■ Stated task
Return the records word for word, from the start of the records through the line containing "[[227, 36], [250, 171], [196, 88]]", including that line. Leave the pictures out of your answer.

■ Entries drawn from a collection
--------------------------------------------------

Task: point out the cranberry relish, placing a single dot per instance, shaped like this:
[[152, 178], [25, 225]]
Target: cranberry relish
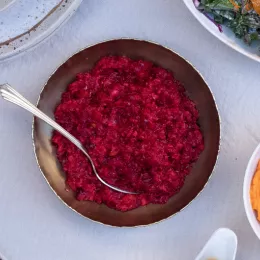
[[139, 127]]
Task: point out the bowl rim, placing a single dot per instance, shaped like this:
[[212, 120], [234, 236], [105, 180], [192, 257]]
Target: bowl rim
[[250, 170], [236, 47], [140, 40]]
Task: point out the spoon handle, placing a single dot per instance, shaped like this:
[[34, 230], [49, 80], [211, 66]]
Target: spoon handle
[[11, 95]]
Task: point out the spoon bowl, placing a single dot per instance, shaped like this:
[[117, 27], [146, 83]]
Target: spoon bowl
[[11, 95]]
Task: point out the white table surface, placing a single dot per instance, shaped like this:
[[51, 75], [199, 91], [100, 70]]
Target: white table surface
[[35, 225]]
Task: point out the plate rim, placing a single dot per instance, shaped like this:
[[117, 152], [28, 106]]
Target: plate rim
[[239, 49], [40, 38]]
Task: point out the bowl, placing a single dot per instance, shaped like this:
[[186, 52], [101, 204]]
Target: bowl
[[227, 36], [250, 171], [196, 88]]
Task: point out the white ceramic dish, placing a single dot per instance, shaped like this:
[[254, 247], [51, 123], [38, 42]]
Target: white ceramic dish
[[32, 22], [250, 171], [227, 36], [222, 245]]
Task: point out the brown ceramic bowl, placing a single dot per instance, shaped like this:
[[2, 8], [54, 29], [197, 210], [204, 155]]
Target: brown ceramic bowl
[[196, 88]]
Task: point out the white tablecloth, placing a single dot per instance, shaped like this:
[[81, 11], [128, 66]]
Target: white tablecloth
[[35, 225]]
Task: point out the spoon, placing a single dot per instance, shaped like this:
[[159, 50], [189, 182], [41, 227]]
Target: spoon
[[221, 246], [13, 96]]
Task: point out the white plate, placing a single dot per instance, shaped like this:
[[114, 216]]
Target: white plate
[[32, 21], [227, 36]]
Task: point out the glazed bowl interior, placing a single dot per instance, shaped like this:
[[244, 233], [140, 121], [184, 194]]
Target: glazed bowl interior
[[197, 90], [250, 172]]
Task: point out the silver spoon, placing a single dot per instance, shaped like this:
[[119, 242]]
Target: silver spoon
[[13, 96]]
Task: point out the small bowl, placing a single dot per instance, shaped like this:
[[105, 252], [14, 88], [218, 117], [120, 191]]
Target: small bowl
[[196, 88], [250, 171]]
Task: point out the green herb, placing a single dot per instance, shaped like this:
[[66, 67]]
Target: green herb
[[244, 24]]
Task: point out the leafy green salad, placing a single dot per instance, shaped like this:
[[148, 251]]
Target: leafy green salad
[[241, 16]]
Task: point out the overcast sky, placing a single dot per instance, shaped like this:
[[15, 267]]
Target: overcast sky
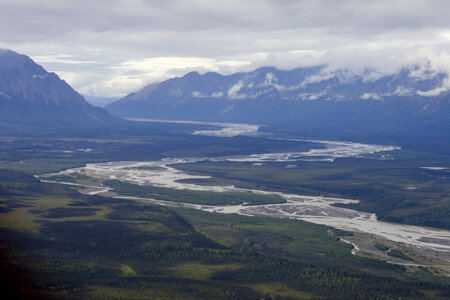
[[112, 47]]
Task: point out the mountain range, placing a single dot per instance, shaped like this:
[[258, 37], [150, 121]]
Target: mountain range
[[32, 97], [312, 99]]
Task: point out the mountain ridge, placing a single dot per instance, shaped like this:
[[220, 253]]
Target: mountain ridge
[[31, 96], [311, 98]]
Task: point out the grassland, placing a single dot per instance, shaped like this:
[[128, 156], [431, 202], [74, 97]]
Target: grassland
[[119, 249], [59, 244]]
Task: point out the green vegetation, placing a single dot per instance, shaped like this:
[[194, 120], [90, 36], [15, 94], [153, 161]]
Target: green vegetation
[[59, 244], [189, 196], [381, 247], [399, 254], [126, 250], [383, 187]]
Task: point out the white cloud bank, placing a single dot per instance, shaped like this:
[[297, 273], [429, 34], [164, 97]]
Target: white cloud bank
[[110, 48]]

--------------------------------------------------

■ Exercise output
Task: point out the cranberry relish, placing a single dot per instance, shaped like this:
[[152, 178], [25, 225]]
Target: cranberry relish
[[139, 127]]
Task: point out the bowl rim, placing a single dot per instance, shaped like this:
[[212, 120], [234, 236], [105, 180], [192, 257]]
Target: bowl rim
[[250, 170], [236, 47], [140, 40]]
Task: point out the spoon handle, placing a single dot per instance, shaped like this:
[[34, 230], [49, 80], [211, 66]]
Target: spoon handle
[[11, 95]]
Task: point out the spoon bowl, placing a single dot per instance, shaped like this:
[[117, 27], [146, 83]]
Target: spoon bowl
[[11, 95]]
Task: point out the white table surface, placing a single dot per instance, shaped like this:
[[51, 75], [199, 91], [100, 70]]
Target: white table surface
[[35, 225]]
Task: point out the plate rim, placing a single dot per instance, shaped like this:
[[117, 152], [28, 106]]
Target: plate rim
[[239, 49], [40, 38]]
Task: point out the bowl, placing a single dot per instance, shaped like this:
[[186, 52], [101, 204]]
Target: bowl
[[227, 36], [250, 171], [196, 88]]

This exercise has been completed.